REQUIREMENT.
Nothing but the lines from the one containing "For every instance of the penguin wing, the" through the last line should be written out, please, exactly as they stand.
--- Begin RECORD SET ---
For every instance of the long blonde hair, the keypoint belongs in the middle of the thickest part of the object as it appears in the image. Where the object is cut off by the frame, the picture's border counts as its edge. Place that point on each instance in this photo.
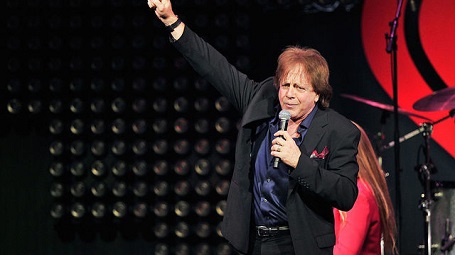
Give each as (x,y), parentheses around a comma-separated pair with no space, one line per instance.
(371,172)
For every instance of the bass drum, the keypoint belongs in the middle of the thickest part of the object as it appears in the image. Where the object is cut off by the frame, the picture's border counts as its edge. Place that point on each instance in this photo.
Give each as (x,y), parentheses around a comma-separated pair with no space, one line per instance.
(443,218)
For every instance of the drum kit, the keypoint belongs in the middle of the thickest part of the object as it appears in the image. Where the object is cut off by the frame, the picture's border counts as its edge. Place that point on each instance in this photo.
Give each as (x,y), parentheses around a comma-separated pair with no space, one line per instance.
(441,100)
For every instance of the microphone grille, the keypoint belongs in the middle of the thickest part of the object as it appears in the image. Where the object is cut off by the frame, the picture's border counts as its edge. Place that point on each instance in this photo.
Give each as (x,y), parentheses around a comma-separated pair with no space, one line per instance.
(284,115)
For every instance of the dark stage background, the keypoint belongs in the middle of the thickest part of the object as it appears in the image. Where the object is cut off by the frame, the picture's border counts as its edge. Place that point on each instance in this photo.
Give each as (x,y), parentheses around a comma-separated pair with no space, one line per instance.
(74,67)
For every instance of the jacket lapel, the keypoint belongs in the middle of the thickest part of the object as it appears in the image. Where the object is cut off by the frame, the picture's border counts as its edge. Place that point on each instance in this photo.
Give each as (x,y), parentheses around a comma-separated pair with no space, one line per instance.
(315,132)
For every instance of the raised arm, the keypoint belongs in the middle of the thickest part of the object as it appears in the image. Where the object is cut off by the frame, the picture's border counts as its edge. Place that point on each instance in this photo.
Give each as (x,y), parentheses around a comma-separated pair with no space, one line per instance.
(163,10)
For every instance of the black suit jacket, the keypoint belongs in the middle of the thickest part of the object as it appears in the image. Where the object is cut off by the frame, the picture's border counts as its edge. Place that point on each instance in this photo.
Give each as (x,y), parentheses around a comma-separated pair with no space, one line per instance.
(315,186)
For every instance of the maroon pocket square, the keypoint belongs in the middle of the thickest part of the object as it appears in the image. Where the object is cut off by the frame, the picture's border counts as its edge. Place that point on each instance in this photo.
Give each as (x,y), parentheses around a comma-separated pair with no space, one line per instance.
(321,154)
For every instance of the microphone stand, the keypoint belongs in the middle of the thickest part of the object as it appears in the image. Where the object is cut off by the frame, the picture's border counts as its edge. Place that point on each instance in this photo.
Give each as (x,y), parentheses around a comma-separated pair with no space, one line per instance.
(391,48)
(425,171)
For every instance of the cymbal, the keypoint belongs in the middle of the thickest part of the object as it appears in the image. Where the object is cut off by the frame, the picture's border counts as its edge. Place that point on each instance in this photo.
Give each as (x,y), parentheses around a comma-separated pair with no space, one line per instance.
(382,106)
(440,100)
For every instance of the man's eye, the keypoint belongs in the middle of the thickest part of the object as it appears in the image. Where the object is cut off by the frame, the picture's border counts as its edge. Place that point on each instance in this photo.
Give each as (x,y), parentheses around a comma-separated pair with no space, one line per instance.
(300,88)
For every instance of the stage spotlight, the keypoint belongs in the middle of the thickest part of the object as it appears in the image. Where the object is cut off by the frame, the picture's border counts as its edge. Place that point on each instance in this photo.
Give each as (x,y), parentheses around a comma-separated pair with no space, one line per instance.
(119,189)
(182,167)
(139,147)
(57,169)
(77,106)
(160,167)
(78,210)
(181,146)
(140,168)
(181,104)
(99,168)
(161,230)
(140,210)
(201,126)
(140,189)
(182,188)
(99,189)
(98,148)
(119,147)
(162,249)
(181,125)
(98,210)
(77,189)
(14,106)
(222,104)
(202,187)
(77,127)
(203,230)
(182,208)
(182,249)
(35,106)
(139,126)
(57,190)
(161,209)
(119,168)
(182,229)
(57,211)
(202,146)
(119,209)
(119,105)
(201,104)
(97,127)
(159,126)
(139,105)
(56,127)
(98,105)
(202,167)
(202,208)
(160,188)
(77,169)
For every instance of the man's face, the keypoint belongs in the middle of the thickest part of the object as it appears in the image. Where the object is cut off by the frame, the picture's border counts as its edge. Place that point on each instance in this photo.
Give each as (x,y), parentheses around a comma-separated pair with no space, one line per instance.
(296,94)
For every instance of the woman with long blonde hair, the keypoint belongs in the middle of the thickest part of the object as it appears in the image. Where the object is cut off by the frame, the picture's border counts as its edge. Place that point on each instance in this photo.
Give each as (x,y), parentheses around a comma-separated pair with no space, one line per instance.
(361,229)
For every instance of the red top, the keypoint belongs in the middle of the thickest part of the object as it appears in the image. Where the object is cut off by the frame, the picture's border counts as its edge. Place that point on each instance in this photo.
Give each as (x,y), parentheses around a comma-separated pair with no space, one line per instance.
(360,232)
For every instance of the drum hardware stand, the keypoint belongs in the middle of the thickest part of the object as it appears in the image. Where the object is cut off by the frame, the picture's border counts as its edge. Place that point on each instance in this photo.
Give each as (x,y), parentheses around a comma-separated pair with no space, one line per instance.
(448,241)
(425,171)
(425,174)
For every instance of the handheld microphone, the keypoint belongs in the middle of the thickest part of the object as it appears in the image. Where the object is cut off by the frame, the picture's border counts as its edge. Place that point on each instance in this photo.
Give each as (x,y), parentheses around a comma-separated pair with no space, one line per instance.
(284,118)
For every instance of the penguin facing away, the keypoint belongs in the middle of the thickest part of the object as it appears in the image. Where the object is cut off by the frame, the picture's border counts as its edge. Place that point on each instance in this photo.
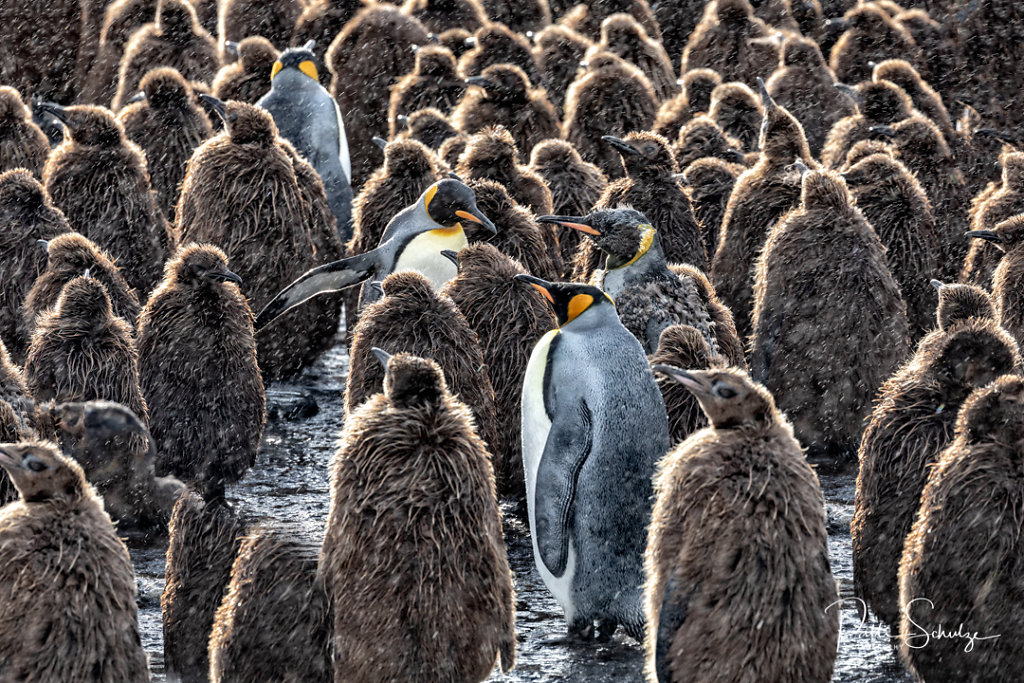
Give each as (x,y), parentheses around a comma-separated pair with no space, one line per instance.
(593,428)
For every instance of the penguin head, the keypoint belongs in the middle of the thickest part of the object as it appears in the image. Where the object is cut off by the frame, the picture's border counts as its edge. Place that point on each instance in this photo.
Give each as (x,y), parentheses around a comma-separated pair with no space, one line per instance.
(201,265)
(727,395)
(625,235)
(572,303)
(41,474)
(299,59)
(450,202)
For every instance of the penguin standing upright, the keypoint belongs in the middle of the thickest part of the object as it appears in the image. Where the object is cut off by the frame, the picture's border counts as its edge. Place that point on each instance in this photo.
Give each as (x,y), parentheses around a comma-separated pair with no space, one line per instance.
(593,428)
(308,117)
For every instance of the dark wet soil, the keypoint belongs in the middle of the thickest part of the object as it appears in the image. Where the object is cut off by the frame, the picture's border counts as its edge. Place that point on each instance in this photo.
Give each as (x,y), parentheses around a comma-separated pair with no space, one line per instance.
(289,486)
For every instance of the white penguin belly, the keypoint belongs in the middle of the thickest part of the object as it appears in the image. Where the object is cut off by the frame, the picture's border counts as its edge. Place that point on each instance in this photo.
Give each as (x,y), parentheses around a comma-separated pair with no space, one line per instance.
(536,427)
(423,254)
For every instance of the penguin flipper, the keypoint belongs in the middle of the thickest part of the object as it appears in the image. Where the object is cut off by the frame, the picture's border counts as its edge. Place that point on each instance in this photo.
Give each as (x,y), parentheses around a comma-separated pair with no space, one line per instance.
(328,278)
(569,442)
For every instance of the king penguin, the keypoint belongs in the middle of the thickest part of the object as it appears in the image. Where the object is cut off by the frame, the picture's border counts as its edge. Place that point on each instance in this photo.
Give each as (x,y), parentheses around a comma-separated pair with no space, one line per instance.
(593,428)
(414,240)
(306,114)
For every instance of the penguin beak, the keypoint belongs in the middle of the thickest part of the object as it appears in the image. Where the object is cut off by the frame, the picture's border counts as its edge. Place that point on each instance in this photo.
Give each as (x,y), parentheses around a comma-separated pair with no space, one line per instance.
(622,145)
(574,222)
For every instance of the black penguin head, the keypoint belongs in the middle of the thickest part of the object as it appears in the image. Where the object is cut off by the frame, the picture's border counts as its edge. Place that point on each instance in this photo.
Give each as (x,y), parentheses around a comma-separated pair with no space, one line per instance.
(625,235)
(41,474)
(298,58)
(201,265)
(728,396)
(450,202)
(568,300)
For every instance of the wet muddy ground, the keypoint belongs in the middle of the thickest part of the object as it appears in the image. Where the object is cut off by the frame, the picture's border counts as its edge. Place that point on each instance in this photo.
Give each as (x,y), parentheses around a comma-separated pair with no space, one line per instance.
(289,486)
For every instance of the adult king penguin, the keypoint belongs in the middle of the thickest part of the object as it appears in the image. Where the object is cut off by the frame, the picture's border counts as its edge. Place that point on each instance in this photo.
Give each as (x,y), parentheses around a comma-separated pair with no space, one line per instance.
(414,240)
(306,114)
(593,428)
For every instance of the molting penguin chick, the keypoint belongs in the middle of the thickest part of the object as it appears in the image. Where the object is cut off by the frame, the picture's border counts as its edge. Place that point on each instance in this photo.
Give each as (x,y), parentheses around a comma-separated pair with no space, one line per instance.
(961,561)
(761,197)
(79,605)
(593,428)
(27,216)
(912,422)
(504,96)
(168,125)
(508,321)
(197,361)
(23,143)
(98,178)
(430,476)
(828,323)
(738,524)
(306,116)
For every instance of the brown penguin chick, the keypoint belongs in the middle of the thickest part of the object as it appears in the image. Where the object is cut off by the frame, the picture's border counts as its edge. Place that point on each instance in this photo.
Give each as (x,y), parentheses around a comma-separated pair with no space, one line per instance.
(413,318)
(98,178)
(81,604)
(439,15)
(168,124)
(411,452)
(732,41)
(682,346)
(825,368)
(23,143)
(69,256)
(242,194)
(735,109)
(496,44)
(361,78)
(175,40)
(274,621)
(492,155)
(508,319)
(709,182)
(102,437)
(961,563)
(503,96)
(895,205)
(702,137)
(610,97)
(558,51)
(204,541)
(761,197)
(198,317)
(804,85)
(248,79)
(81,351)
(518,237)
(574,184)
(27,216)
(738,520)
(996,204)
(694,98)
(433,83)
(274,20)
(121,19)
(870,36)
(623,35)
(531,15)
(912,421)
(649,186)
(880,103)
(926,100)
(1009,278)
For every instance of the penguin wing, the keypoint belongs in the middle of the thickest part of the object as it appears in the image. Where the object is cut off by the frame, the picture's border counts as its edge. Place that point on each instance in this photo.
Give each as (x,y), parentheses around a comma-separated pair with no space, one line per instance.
--- End RECORD SET ---
RESULT.
For every instance of the penguin wing, the keypoint belongs in the middle of the thickest part of the object as it appears in the image. Where the object is cut off by the frame, the picture's border counts as its edge. Place that point on each instance in this photo.
Give each as (x,y), parentheses around a comma-separated pair with no space, one line per instance.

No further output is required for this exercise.